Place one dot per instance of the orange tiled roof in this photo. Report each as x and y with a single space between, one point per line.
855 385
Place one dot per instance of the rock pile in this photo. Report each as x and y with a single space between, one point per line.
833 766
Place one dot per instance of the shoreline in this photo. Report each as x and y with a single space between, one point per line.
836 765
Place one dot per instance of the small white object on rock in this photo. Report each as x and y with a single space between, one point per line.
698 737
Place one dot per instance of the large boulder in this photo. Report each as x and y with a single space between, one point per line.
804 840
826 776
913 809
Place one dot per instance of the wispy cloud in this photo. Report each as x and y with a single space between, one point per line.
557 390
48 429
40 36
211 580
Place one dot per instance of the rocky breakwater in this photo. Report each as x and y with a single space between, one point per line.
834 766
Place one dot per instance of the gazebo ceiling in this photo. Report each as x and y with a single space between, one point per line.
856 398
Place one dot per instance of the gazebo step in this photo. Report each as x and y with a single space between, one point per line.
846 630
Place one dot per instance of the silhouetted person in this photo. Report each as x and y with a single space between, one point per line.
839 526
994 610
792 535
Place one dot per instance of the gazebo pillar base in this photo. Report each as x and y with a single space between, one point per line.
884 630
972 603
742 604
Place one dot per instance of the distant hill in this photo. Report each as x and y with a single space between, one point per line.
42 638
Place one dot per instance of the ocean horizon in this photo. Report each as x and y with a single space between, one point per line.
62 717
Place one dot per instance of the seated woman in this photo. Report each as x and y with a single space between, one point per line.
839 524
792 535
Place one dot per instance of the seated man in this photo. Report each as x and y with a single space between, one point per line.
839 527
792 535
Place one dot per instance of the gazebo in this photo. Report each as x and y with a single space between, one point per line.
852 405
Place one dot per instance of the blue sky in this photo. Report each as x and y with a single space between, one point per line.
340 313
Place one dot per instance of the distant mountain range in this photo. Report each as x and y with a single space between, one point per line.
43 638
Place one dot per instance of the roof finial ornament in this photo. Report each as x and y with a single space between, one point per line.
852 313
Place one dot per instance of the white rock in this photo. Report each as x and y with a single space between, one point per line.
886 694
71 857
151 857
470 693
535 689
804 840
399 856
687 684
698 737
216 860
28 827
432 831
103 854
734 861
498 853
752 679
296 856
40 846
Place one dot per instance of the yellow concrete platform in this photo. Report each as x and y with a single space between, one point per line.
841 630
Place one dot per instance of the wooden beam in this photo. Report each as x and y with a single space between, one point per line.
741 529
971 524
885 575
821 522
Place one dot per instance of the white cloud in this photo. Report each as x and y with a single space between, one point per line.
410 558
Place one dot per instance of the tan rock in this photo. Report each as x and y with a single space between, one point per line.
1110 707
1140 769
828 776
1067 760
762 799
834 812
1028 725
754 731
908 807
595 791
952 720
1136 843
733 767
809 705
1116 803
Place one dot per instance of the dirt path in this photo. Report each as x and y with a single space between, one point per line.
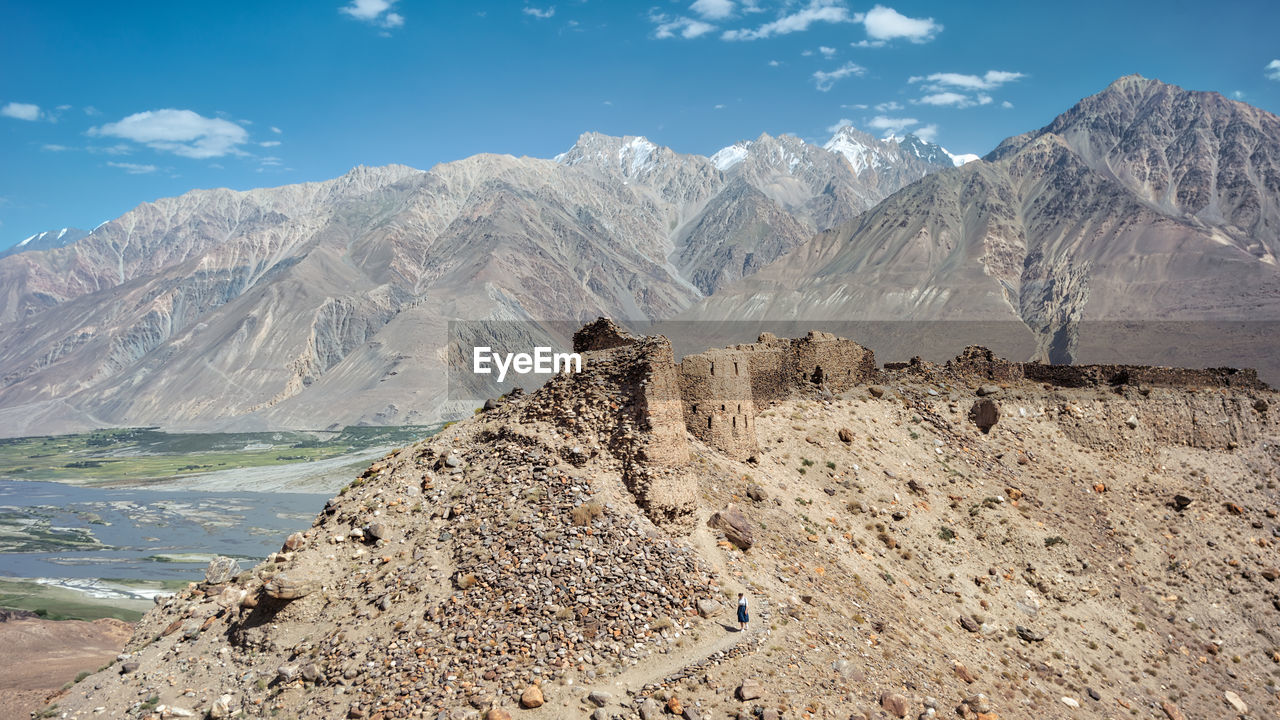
716 634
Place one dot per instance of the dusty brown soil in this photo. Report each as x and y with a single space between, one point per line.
1101 552
40 656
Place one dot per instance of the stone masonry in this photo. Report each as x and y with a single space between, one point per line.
720 391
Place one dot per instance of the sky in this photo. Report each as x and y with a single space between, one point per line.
106 105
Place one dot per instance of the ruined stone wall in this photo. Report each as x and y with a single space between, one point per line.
981 363
716 392
1088 376
977 361
832 361
627 396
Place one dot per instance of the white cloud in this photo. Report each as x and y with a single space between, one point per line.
954 89
685 27
990 81
892 124
21 112
886 23
817 12
133 168
181 132
713 9
952 99
374 12
840 123
826 80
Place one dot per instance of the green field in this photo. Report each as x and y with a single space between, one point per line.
63 604
146 454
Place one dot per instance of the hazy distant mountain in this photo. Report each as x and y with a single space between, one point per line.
1144 201
46 240
327 302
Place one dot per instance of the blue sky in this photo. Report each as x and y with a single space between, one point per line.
105 105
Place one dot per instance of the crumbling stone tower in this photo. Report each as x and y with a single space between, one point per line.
716 390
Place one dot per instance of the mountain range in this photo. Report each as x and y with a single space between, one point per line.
320 304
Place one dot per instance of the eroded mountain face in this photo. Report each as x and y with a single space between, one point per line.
1096 537
1142 203
327 302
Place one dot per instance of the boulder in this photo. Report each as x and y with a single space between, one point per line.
531 697
750 689
1235 702
649 710
222 707
293 542
735 525
984 413
895 703
289 586
222 570
1029 634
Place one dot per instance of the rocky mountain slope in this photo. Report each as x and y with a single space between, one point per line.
327 302
952 541
1143 203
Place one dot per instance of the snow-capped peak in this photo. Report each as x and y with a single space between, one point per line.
728 156
639 150
961 158
851 144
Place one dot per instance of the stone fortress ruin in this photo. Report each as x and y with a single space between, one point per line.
716 395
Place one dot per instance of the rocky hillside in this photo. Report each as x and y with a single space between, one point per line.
951 541
1144 203
315 304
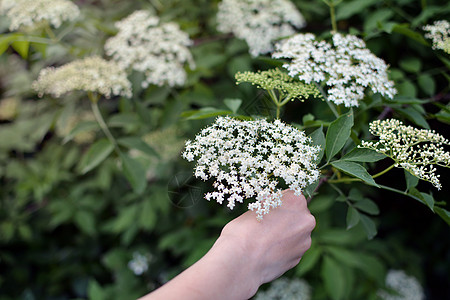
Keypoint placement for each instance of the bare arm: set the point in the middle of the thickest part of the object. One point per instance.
(247, 254)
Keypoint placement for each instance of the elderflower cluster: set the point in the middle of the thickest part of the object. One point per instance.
(32, 13)
(405, 287)
(285, 289)
(259, 22)
(346, 66)
(248, 159)
(275, 79)
(91, 74)
(439, 33)
(158, 50)
(415, 150)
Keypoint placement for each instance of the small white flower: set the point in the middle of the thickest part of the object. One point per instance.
(439, 32)
(249, 158)
(406, 287)
(31, 13)
(158, 50)
(259, 22)
(139, 264)
(91, 74)
(415, 150)
(285, 289)
(347, 67)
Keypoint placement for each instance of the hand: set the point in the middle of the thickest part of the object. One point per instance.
(275, 244)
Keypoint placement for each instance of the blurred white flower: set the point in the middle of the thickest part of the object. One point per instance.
(32, 13)
(259, 22)
(249, 158)
(347, 67)
(91, 74)
(439, 32)
(285, 289)
(158, 50)
(415, 150)
(405, 287)
(139, 264)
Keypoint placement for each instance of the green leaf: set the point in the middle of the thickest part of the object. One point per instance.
(233, 104)
(352, 217)
(334, 278)
(85, 220)
(363, 155)
(369, 226)
(21, 47)
(350, 8)
(135, 142)
(411, 64)
(443, 213)
(338, 134)
(427, 84)
(318, 139)
(355, 170)
(95, 291)
(411, 180)
(97, 153)
(414, 116)
(134, 172)
(367, 206)
(309, 260)
(80, 127)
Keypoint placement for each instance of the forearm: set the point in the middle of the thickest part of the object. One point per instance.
(223, 273)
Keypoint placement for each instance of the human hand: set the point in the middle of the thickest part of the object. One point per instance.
(275, 244)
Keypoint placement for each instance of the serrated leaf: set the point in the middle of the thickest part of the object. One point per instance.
(80, 127)
(134, 172)
(338, 134)
(369, 226)
(411, 180)
(411, 64)
(427, 84)
(355, 170)
(97, 153)
(443, 213)
(233, 104)
(135, 142)
(318, 139)
(308, 261)
(352, 217)
(334, 278)
(367, 206)
(21, 47)
(363, 155)
(414, 116)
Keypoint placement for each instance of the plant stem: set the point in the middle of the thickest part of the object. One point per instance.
(383, 172)
(333, 16)
(424, 4)
(101, 122)
(330, 105)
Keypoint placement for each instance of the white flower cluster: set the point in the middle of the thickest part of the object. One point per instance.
(439, 32)
(259, 22)
(415, 150)
(406, 287)
(347, 67)
(91, 74)
(248, 158)
(31, 13)
(139, 263)
(160, 51)
(285, 289)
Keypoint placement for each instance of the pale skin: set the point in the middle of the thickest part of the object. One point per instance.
(247, 254)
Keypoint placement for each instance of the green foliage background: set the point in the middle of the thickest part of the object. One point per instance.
(69, 233)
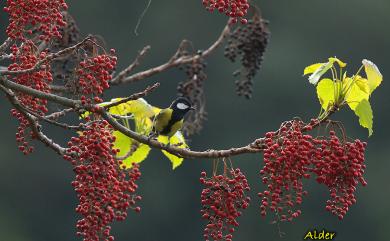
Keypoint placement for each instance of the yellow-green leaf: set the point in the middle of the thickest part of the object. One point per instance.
(312, 68)
(339, 62)
(355, 91)
(321, 69)
(374, 76)
(364, 112)
(326, 92)
(174, 141)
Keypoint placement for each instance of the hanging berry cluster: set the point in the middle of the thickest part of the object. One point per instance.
(30, 16)
(250, 42)
(222, 200)
(291, 156)
(105, 191)
(236, 9)
(26, 57)
(192, 88)
(340, 166)
(94, 74)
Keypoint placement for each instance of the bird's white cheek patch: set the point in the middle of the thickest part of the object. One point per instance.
(182, 106)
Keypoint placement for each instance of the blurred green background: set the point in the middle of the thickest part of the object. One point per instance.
(37, 201)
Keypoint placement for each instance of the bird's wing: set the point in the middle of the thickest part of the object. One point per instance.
(162, 119)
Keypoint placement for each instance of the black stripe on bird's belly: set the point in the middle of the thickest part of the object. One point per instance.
(176, 116)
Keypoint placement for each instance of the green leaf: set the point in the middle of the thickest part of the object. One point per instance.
(312, 68)
(364, 112)
(357, 90)
(326, 92)
(374, 76)
(339, 62)
(174, 140)
(320, 69)
(125, 144)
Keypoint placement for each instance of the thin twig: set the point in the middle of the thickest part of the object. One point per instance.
(173, 62)
(134, 96)
(132, 66)
(141, 17)
(256, 146)
(47, 59)
(35, 127)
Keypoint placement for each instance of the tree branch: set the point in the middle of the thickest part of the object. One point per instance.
(48, 58)
(35, 127)
(256, 146)
(173, 62)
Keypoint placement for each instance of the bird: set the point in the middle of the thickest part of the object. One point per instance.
(169, 120)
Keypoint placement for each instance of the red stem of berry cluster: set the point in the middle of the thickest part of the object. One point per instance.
(222, 199)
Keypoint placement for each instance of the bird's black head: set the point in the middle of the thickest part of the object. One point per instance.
(181, 105)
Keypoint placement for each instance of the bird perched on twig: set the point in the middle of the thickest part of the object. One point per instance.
(168, 121)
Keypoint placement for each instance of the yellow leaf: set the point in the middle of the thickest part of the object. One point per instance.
(374, 76)
(356, 92)
(311, 68)
(173, 141)
(339, 62)
(364, 112)
(362, 83)
(318, 70)
(326, 90)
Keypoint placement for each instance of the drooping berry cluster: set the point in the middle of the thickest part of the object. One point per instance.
(291, 156)
(250, 42)
(222, 200)
(26, 57)
(29, 16)
(285, 164)
(94, 75)
(192, 88)
(236, 9)
(105, 191)
(340, 166)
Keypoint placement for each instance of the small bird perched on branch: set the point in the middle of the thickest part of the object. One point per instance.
(168, 121)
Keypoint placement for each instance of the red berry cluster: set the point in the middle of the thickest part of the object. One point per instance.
(236, 9)
(340, 166)
(25, 57)
(291, 156)
(222, 199)
(286, 163)
(105, 191)
(94, 75)
(27, 16)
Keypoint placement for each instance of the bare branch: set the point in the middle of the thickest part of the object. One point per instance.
(173, 62)
(134, 96)
(256, 146)
(35, 127)
(39, 94)
(132, 66)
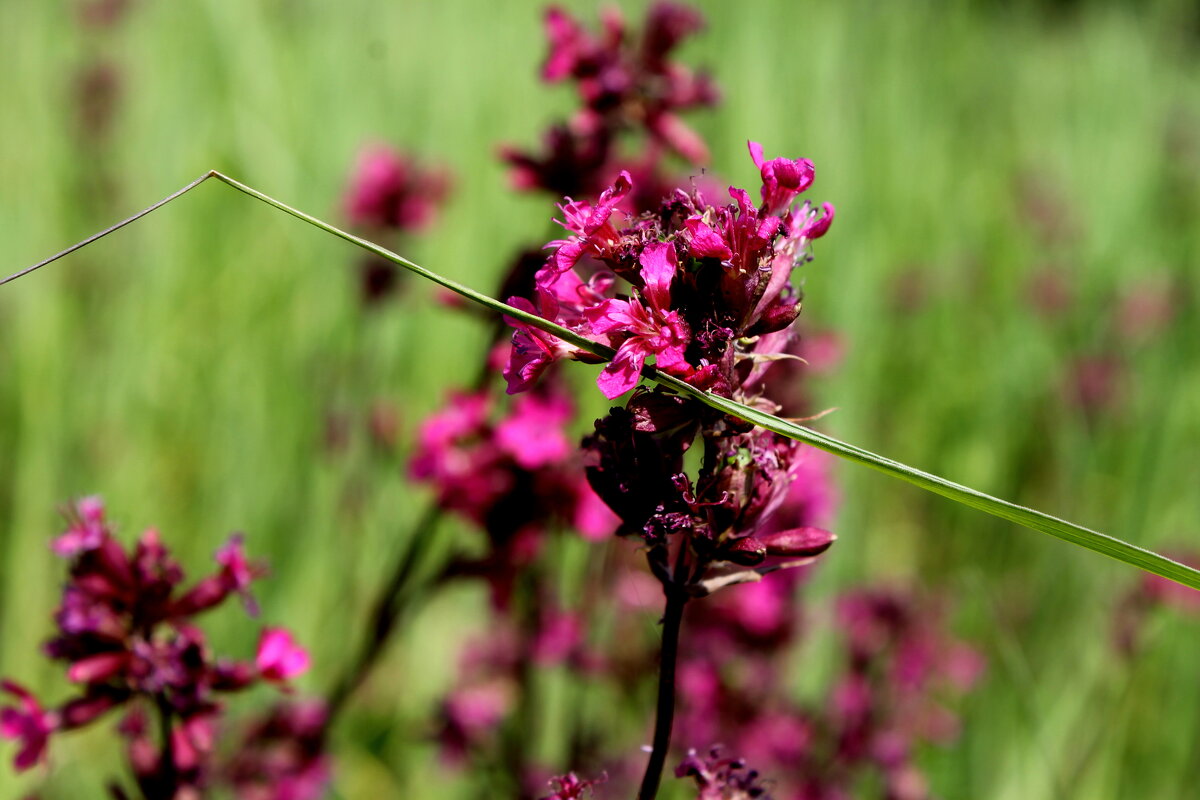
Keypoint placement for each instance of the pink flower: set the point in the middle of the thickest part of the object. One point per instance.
(389, 191)
(28, 723)
(280, 659)
(571, 787)
(594, 233)
(783, 179)
(649, 326)
(87, 531)
(533, 433)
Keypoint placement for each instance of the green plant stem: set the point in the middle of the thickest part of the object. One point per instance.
(1030, 518)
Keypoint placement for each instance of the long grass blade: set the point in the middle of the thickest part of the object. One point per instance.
(1068, 531)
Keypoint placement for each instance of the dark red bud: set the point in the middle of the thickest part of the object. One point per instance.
(797, 541)
(83, 710)
(208, 593)
(95, 669)
(775, 318)
(748, 551)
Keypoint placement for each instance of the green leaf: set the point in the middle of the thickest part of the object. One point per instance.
(1068, 531)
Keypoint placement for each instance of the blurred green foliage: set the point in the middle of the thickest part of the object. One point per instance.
(1007, 178)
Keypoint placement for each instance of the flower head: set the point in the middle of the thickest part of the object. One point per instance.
(27, 722)
(280, 659)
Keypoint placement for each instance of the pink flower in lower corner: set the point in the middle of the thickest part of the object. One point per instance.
(28, 723)
(648, 325)
(280, 659)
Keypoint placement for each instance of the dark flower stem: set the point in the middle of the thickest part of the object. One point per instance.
(165, 785)
(672, 618)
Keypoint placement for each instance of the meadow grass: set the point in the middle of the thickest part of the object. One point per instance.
+===+
THE PROBLEM. From the line holding "Keypoint placement for each instance of the dark red" down to the final line above, quote every line exactly and only those lines.

RESULT BELOW.
Keypoint placement for each instance of the dark red bud: set the point in the middle of the thickest part of the object. One point per instance.
(797, 541)
(83, 710)
(208, 593)
(95, 669)
(775, 318)
(748, 551)
Keypoint placement for each instance of the green leaf: set the point in the middle of the thickest part of the object. One point per instance.
(1068, 531)
Keypoint placement for each instance of the blurred green foliage: set the point in the middle of the thickest part of the object. One point per instance.
(1007, 178)
Keypoint placement for each instance of the flower head: set the point in the middle of the thickest part of the object. One point per instance.
(27, 722)
(280, 659)
Keypoint placement for each instance of the pink flower in lower corner: set the point in the middle of the thickest part of the object. One point per instance.
(28, 723)
(648, 325)
(280, 659)
Keypoint placement for each instance of the dark flower stem: set the point in the middle of the thickest part of the object. One point per instance.
(165, 785)
(672, 618)
Keypoint placement for each instance of the meadow grass: set the point in the middle of the thickest part of the object. One point per instance.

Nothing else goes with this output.